**Source information**:
====

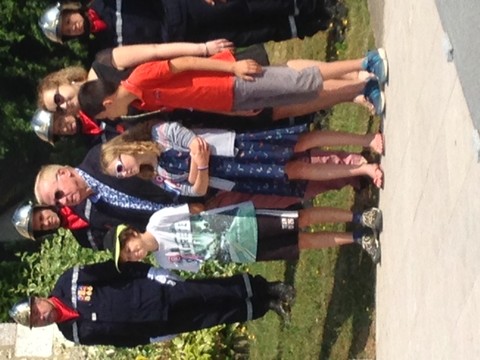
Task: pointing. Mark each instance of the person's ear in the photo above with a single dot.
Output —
(108, 101)
(63, 171)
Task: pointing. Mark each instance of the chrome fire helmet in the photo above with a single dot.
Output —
(21, 312)
(51, 20)
(22, 219)
(42, 124)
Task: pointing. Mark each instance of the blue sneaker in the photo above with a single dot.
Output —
(375, 95)
(377, 64)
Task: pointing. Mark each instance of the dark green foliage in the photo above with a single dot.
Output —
(26, 56)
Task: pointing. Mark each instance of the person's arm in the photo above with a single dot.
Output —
(196, 145)
(133, 55)
(243, 69)
(201, 180)
(196, 208)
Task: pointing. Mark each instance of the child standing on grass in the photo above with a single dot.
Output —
(221, 84)
(239, 233)
(267, 162)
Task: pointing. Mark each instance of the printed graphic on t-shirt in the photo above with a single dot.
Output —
(84, 293)
(228, 234)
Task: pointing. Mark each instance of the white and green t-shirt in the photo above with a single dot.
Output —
(185, 241)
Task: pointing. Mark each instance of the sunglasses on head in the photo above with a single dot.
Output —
(58, 99)
(58, 195)
(119, 168)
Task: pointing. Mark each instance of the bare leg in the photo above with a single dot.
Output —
(329, 70)
(297, 170)
(357, 75)
(318, 138)
(319, 215)
(334, 92)
(323, 240)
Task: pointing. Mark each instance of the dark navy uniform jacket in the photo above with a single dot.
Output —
(102, 216)
(127, 309)
(121, 309)
(244, 22)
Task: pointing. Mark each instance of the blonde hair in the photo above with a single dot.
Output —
(46, 173)
(134, 141)
(61, 77)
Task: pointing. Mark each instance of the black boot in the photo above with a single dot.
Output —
(283, 292)
(281, 309)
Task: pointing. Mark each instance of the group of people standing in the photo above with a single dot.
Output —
(190, 161)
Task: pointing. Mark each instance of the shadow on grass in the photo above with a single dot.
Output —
(353, 294)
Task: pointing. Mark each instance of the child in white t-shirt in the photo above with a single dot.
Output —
(183, 240)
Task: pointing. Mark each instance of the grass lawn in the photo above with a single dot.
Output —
(333, 317)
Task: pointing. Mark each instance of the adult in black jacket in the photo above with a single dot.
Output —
(101, 200)
(244, 22)
(96, 304)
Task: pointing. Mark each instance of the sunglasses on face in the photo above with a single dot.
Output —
(58, 194)
(59, 100)
(119, 168)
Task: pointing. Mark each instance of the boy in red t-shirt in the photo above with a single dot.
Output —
(221, 84)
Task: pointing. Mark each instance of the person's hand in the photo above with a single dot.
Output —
(245, 68)
(212, 2)
(198, 144)
(215, 46)
(163, 276)
(202, 157)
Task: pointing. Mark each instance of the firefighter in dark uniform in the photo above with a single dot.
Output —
(244, 22)
(96, 304)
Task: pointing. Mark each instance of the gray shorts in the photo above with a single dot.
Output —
(277, 86)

====

**What is being asked**:
The answer is each line in which the word "shirt" occurs, copied from the material above.

**Answer for the task**:
Task: pointing. Mark each instance of the printed graphic on t-shirt in the photo above with a single dot.
Task: pointing. Mark each instance of the white and green t-shirt in the photo above with a single dot.
Task: pointing. Mark each instance of the child in white t-shirt in the photo above with a single dot.
Task: pointing. Mark each instance of the boy in red t-shirt in the photo above with a single dot.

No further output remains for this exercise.